TASK:
Print all of the data below line for line, leaving out any pictures.

Dataset entries:

"""

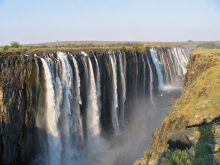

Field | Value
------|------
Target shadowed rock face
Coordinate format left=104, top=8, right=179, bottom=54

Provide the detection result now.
left=0, top=48, right=187, bottom=164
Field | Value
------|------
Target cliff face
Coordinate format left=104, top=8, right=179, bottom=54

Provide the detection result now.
left=136, top=50, right=220, bottom=165
left=0, top=48, right=188, bottom=164
left=0, top=56, right=37, bottom=164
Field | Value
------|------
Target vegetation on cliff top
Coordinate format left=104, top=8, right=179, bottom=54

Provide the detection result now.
left=0, top=42, right=186, bottom=54
left=136, top=49, right=220, bottom=165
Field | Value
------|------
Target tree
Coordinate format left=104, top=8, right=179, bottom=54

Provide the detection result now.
left=10, top=41, right=21, bottom=48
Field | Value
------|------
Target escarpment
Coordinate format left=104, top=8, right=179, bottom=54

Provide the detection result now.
left=0, top=48, right=188, bottom=164
left=136, top=50, right=220, bottom=164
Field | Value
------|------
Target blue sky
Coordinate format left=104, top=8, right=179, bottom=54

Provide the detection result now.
left=0, top=0, right=220, bottom=45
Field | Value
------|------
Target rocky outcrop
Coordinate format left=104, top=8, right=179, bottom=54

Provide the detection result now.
left=0, top=48, right=188, bottom=164
left=136, top=50, right=220, bottom=164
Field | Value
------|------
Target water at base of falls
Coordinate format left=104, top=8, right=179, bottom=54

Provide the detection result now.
left=33, top=48, right=188, bottom=165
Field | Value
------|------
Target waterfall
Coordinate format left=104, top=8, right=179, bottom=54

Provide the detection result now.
left=119, top=52, right=126, bottom=127
left=72, top=57, right=84, bottom=143
left=87, top=54, right=100, bottom=139
left=0, top=48, right=188, bottom=165
left=41, top=58, right=61, bottom=165
left=150, top=48, right=164, bottom=91
left=147, top=58, right=155, bottom=105
left=94, top=55, right=101, bottom=109
left=109, top=54, right=119, bottom=134
left=57, top=52, right=74, bottom=164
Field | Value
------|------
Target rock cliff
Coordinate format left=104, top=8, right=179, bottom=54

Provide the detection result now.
left=135, top=50, right=220, bottom=165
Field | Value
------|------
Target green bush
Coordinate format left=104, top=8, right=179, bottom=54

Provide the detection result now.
left=160, top=149, right=193, bottom=165
left=10, top=41, right=21, bottom=48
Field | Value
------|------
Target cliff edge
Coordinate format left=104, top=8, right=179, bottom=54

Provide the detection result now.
left=135, top=49, right=220, bottom=165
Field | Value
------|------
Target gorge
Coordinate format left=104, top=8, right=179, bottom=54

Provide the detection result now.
left=0, top=47, right=188, bottom=165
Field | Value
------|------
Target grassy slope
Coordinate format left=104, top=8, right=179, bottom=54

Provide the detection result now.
left=136, top=49, right=220, bottom=164
left=173, top=50, right=220, bottom=126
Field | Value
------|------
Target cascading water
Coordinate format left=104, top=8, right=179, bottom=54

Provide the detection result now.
left=41, top=58, right=61, bottom=165
left=109, top=54, right=119, bottom=134
left=150, top=48, right=164, bottom=91
left=118, top=52, right=126, bottom=127
left=0, top=48, right=188, bottom=165
left=87, top=55, right=100, bottom=139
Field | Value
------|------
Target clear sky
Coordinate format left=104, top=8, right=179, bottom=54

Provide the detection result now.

"""

THE COMPLETED TASK:
Field | Value
------|------
Target shadowed rock face
Coordinate format left=104, top=8, right=179, bottom=54

Provide the detection result now.
left=0, top=48, right=187, bottom=164
Field | Value
------|------
Target cliff face
Coordinate format left=104, top=8, right=179, bottom=54

Provide the detection result now.
left=136, top=50, right=220, bottom=165
left=0, top=48, right=188, bottom=164
left=0, top=56, right=37, bottom=164
Field | Value
------|------
Target vegetation on cliff top
Coordinate format left=104, top=8, right=179, bottom=54

Provide the detection result now.
left=0, top=42, right=186, bottom=54
left=136, top=49, right=220, bottom=165
Field | Value
------|------
Target tree
Coordinate format left=104, top=8, right=179, bottom=54

Provide the detection result now.
left=10, top=41, right=21, bottom=48
Field | Value
------|------
Target escarpment
Coordinate format left=104, top=8, right=179, bottom=54

Provide the detection result now.
left=0, top=48, right=188, bottom=164
left=136, top=50, right=220, bottom=164
Field | Value
------|------
Target blue sky
Coordinate format left=104, top=8, right=179, bottom=54

Provide the detection result now.
left=0, top=0, right=220, bottom=45
Field | Value
------|------
Target rocky outcrop
Coordinate format left=104, top=8, right=179, bottom=54

Provide the detection result now.
left=0, top=48, right=188, bottom=164
left=136, top=50, right=220, bottom=164
Field | Value
------|------
Target water at base of falls
Coordinate format left=104, top=8, right=179, bottom=54

Provide the detection result now.
left=33, top=48, right=188, bottom=165
Field | Value
------|------
Target waterfall
Coordinate format left=104, top=8, right=179, bottom=54

Provide the detection result now.
left=119, top=52, right=126, bottom=127
left=72, top=57, right=84, bottom=143
left=87, top=54, right=100, bottom=139
left=0, top=48, right=188, bottom=165
left=41, top=58, right=61, bottom=165
left=150, top=48, right=164, bottom=91
left=147, top=58, right=155, bottom=105
left=94, top=55, right=101, bottom=109
left=109, top=54, right=119, bottom=134
left=57, top=52, right=74, bottom=164
Field | Value
------|------
Target rock cliff
Coordinate format left=104, top=8, right=179, bottom=54

Provide the detection result now.
left=135, top=50, right=220, bottom=165
Field | Value
------|------
Target green bush
Coordinate format left=104, top=8, right=179, bottom=54

Provide the detection result now.
left=160, top=149, right=193, bottom=165
left=10, top=41, right=21, bottom=48
Field | Value
------|------
Target cliff edge
Coordinate format left=104, top=8, right=179, bottom=54

Provide the detection result now.
left=135, top=49, right=220, bottom=165
Field | Value
------|------
Target gorge
Coordinate format left=104, top=8, right=179, bottom=54

Provide the detection result now.
left=0, top=47, right=188, bottom=165
Field | Value
------|------
Target grassy slope
Coordinate format left=104, top=8, right=179, bottom=54

Provide the detection result now.
left=136, top=49, right=220, bottom=164
left=173, top=50, right=220, bottom=126
Field | Value
------|------
Target cascading water
Coordinate format left=104, top=8, right=179, bottom=54

Provide the detection result now.
left=41, top=58, right=61, bottom=165
left=109, top=54, right=119, bottom=134
left=150, top=48, right=164, bottom=91
left=118, top=52, right=126, bottom=127
left=0, top=48, right=188, bottom=165
left=87, top=55, right=100, bottom=139
Field | Value
------|------
Target clear sky
Coordinate format left=104, top=8, right=179, bottom=54

Provide the detection result now.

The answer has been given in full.